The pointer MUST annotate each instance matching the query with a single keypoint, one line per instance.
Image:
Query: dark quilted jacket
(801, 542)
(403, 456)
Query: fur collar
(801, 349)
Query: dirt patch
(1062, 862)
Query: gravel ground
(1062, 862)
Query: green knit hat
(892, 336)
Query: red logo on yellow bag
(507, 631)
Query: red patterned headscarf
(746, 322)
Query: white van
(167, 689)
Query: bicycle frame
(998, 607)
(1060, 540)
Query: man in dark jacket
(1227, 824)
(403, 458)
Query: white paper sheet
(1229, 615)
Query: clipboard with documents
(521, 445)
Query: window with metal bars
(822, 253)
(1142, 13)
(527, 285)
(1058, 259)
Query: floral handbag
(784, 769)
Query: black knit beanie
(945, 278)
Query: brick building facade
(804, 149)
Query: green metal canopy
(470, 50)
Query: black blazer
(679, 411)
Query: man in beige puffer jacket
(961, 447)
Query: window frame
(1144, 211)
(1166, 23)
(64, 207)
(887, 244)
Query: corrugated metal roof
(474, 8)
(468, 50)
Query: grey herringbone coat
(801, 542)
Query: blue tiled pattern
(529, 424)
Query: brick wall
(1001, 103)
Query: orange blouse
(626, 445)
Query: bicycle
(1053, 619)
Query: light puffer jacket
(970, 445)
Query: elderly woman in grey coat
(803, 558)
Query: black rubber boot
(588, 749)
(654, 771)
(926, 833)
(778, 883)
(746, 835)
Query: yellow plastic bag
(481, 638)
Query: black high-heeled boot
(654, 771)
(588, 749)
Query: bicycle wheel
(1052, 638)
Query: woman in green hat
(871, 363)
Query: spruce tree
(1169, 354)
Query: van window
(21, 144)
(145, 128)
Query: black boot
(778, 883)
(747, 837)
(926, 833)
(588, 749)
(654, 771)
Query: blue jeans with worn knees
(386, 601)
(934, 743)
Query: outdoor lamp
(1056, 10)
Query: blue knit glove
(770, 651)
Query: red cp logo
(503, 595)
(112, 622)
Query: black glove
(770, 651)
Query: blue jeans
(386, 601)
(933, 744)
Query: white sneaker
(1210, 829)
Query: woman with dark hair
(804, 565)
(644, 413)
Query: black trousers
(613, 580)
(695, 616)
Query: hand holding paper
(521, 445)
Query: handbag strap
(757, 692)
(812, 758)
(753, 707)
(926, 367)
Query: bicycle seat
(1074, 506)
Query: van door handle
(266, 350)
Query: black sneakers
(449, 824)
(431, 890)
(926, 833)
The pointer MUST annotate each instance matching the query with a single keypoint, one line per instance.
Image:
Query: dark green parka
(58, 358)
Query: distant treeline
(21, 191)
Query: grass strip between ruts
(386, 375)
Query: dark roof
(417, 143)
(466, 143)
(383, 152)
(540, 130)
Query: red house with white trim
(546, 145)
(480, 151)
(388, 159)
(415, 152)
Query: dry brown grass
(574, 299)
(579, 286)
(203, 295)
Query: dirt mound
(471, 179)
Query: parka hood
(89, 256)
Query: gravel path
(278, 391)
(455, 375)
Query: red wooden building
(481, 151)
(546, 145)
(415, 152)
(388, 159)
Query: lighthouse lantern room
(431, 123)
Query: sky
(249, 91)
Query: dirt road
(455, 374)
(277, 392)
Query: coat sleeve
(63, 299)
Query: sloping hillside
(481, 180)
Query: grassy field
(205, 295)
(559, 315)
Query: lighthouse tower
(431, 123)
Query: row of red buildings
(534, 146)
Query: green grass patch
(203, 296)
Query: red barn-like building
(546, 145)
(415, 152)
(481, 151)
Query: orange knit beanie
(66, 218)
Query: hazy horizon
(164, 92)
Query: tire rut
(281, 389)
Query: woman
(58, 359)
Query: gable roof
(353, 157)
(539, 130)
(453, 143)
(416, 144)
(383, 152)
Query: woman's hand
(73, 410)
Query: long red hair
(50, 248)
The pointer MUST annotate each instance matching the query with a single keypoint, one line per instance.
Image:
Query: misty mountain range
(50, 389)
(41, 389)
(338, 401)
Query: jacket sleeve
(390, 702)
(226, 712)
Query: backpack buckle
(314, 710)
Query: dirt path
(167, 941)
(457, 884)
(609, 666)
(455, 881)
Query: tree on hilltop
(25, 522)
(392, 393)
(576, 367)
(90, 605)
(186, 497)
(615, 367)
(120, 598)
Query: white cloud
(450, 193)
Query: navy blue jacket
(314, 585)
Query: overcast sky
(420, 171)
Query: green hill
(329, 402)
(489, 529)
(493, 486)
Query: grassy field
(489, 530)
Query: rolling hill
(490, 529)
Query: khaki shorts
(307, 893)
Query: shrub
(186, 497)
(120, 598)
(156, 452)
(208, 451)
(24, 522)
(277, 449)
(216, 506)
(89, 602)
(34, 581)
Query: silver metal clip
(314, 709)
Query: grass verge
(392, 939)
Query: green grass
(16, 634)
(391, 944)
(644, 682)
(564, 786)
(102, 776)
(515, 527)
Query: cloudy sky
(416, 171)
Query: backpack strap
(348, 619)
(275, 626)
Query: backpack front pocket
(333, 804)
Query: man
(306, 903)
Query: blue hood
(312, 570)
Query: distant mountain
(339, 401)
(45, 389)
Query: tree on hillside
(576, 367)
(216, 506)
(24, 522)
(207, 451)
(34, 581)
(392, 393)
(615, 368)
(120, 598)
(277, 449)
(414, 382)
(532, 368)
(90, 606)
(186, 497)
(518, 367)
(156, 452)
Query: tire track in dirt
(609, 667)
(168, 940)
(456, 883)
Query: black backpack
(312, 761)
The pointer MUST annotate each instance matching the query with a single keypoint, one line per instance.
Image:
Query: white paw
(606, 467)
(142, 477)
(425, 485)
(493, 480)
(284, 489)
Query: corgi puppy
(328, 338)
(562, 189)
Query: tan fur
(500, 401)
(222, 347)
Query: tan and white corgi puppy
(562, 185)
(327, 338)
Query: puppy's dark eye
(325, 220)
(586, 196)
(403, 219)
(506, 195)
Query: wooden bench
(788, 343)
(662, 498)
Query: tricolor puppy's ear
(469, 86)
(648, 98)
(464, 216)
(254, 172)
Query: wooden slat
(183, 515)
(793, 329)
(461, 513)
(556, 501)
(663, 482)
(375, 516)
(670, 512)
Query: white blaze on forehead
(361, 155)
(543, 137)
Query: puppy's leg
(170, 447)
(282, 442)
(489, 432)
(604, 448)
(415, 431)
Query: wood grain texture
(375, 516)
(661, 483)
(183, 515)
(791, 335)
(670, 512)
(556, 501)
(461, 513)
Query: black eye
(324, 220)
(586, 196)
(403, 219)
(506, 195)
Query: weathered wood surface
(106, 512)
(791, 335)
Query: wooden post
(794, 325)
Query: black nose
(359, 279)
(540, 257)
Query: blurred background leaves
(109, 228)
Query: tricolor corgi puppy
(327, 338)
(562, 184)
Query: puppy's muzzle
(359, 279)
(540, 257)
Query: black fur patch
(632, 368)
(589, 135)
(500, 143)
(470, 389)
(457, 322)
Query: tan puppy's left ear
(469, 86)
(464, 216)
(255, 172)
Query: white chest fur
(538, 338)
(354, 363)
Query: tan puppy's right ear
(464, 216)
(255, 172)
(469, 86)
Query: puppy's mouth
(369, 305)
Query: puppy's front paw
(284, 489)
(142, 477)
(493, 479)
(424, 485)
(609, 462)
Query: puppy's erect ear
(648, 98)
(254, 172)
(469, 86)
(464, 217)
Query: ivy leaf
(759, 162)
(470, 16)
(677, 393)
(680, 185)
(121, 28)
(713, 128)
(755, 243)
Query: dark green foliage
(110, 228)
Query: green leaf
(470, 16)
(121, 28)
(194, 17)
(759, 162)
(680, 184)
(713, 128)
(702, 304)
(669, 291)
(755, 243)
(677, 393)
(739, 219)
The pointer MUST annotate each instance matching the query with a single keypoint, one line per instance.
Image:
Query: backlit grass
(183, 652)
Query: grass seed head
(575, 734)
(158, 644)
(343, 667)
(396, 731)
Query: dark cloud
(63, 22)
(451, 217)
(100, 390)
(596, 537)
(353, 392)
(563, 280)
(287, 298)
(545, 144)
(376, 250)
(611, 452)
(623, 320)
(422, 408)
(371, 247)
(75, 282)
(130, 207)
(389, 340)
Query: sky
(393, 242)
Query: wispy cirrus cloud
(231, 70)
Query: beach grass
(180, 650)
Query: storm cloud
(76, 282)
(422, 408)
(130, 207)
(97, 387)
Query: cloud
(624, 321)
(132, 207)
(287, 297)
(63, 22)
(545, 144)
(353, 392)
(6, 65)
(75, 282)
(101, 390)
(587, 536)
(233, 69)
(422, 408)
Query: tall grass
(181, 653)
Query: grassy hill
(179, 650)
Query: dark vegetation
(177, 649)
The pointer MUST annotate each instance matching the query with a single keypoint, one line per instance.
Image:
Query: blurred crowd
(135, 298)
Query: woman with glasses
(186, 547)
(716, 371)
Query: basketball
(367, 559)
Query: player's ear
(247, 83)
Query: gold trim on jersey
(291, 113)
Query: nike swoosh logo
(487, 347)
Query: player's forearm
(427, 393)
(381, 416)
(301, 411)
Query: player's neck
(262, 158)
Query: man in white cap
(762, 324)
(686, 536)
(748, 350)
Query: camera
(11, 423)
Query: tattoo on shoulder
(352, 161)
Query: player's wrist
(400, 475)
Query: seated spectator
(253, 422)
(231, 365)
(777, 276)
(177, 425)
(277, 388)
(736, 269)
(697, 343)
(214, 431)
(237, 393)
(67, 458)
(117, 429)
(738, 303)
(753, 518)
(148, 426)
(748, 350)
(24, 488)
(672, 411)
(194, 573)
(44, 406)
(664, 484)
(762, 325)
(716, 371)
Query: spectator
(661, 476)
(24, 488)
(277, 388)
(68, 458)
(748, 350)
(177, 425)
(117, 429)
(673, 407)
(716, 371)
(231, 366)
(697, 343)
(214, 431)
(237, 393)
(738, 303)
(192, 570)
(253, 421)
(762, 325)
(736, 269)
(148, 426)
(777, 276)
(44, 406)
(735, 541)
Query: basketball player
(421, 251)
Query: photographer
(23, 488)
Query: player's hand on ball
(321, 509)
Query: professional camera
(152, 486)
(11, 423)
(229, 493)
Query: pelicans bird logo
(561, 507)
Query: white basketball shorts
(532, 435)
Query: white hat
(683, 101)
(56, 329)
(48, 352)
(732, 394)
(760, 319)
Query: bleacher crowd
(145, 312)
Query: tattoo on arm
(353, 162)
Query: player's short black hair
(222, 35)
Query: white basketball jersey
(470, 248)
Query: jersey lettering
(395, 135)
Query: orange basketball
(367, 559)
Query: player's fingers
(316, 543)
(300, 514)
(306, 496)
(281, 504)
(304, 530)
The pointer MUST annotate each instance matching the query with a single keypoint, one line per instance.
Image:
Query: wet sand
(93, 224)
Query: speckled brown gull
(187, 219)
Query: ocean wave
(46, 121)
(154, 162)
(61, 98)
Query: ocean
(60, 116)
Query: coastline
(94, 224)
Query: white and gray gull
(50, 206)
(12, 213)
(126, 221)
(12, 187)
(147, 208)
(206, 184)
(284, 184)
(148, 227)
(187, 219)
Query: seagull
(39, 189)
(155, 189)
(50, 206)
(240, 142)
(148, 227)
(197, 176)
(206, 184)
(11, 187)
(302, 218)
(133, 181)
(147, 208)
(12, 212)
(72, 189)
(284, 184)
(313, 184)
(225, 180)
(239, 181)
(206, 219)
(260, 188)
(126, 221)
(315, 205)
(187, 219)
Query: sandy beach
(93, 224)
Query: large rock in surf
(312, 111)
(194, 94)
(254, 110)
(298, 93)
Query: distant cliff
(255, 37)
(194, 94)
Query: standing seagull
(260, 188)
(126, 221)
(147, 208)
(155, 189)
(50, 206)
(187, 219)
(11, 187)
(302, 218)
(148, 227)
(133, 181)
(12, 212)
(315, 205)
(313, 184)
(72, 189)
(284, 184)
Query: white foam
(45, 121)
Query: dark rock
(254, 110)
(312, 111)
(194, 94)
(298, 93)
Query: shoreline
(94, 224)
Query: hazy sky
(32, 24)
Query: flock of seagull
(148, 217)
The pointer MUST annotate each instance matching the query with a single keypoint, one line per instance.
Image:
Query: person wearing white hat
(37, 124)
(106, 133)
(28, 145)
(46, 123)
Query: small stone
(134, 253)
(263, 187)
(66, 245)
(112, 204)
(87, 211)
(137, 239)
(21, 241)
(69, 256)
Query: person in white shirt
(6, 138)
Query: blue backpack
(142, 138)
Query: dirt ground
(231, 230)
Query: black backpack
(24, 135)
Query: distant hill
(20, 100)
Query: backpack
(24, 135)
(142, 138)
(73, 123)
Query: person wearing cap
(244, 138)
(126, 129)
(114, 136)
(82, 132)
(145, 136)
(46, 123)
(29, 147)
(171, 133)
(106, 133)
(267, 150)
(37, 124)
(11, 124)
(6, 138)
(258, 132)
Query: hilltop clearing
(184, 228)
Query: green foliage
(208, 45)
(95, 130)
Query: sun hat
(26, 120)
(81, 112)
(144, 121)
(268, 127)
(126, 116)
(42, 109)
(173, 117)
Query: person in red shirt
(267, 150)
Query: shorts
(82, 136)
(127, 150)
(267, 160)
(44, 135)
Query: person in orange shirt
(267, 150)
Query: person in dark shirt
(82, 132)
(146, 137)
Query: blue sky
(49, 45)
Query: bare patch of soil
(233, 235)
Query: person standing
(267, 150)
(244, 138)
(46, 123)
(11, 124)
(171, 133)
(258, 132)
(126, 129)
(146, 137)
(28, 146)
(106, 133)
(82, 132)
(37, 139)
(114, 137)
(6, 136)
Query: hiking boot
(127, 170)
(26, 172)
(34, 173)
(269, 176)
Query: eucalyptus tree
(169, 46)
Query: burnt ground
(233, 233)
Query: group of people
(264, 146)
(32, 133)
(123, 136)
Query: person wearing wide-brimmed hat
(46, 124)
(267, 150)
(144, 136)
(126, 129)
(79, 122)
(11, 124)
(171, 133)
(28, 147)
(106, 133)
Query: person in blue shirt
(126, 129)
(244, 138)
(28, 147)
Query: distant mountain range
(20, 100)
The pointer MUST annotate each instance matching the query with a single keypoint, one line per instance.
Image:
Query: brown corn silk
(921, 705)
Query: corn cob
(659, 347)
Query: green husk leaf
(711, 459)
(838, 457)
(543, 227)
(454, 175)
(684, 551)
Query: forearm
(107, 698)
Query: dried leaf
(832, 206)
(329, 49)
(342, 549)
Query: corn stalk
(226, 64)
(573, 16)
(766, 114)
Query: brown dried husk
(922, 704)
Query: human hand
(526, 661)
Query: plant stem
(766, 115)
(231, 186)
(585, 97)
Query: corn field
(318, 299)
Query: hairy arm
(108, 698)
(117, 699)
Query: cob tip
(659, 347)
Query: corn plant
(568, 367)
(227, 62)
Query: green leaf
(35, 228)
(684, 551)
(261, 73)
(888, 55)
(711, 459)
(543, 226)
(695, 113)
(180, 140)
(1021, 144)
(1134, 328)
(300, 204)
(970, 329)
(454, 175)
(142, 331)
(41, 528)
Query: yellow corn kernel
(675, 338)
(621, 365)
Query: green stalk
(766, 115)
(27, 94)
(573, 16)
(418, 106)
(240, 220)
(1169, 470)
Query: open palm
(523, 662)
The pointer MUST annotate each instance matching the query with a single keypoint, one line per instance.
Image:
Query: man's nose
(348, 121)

## Assigned task
Output the line that contains "Query: corn plant", followed by every later line in the listing, with no line omitted and none added.

## Written reply
Query: corn plant
(568, 367)
(227, 62)
Query: green leaf
(35, 228)
(684, 551)
(261, 73)
(888, 55)
(711, 459)
(543, 226)
(695, 113)
(180, 140)
(1021, 144)
(1134, 328)
(300, 204)
(970, 329)
(454, 175)
(142, 331)
(41, 528)
Query: yellow corn kernel
(675, 338)
(621, 365)
Query: green stalk
(766, 115)
(27, 94)
(573, 16)
(418, 106)
(240, 220)
(1169, 470)
Query: open palm
(523, 662)
The pointer MUST annotate each instance matching the query with a single keypoint, one line per instance.
Image:
Query: man's nose
(348, 121)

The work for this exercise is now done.